Short exercise:
Return the records exactly as they are.

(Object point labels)
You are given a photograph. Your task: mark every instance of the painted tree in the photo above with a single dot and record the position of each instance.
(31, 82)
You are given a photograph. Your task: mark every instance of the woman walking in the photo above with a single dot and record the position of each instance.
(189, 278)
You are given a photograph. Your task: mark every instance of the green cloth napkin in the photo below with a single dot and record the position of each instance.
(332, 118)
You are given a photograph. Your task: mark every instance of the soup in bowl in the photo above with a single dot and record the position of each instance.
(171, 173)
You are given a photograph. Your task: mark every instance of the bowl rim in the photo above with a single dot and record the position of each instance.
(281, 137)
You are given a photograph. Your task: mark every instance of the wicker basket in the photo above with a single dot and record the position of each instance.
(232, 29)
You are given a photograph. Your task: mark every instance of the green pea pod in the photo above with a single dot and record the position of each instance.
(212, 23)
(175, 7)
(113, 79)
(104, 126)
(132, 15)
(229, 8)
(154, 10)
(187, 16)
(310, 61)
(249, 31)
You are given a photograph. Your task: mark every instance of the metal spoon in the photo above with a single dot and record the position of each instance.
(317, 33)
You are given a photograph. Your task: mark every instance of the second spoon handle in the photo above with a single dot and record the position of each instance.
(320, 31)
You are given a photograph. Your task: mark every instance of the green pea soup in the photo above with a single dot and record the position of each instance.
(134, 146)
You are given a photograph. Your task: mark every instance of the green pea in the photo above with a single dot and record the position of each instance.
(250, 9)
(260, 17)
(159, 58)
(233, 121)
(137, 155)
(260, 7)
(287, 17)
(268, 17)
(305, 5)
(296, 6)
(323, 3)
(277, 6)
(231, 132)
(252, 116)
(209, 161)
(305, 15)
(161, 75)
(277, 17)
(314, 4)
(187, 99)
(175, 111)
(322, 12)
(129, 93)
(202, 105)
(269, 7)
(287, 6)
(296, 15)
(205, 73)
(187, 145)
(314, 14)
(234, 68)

The reply:
You are given a photograph. Your task: mark every instance of the painted tree in the photo above with a single dot and record the position of each instance.
(31, 82)
You are given a photograph. Your task: mark every instance of the woman walking in the photo above with a single dot and record the position of each instance.
(189, 278)
You are given a photograph. Your task: mark every instance of the green cloth napkin in the photo below with a single dot and record the position of each instance.
(332, 118)
You are given a photograph. Your task: mark every instance of the soup in bowl in the photo above with a single dot and record the position of each instance.
(171, 173)
You are given a photograph. Your task: mark every instance of the bowl rim in the photo above with a single dot and record the position of each instance.
(281, 137)
You are given a photograph. Your task: mark every instance of the wicker basket in the photo above with a single dot and record the position of each instance.
(232, 29)
You are given a photograph. Your task: mark every instance of the green pea pod in the photo above with a single dot and record the position of each instance.
(212, 23)
(175, 7)
(113, 79)
(104, 126)
(132, 15)
(229, 8)
(154, 10)
(187, 16)
(310, 61)
(249, 31)
You are given a photograph. Your task: mark every instance of the metal spoon in the photo above with a single dot and record the position of each instance.
(317, 33)
You are given a photograph. Your task: mark every instance of the second spoon handle in the photo above with a single dot and record the position of each instance.
(320, 31)
You are given a photograph. Your task: mark every instance of the green pea soup in the photo above with a single dot and record the position of each instance.
(134, 146)
You are given a photograph. Your task: mark every instance of the green pea in the photo above with a single dot and record the position of each instance.
(250, 9)
(260, 17)
(159, 58)
(233, 121)
(137, 155)
(260, 7)
(287, 17)
(268, 17)
(305, 5)
(296, 6)
(323, 3)
(277, 6)
(231, 132)
(252, 116)
(209, 161)
(305, 15)
(161, 75)
(277, 17)
(314, 4)
(187, 99)
(175, 111)
(322, 12)
(129, 93)
(202, 105)
(269, 7)
(287, 6)
(296, 15)
(205, 73)
(187, 145)
(314, 14)
(234, 68)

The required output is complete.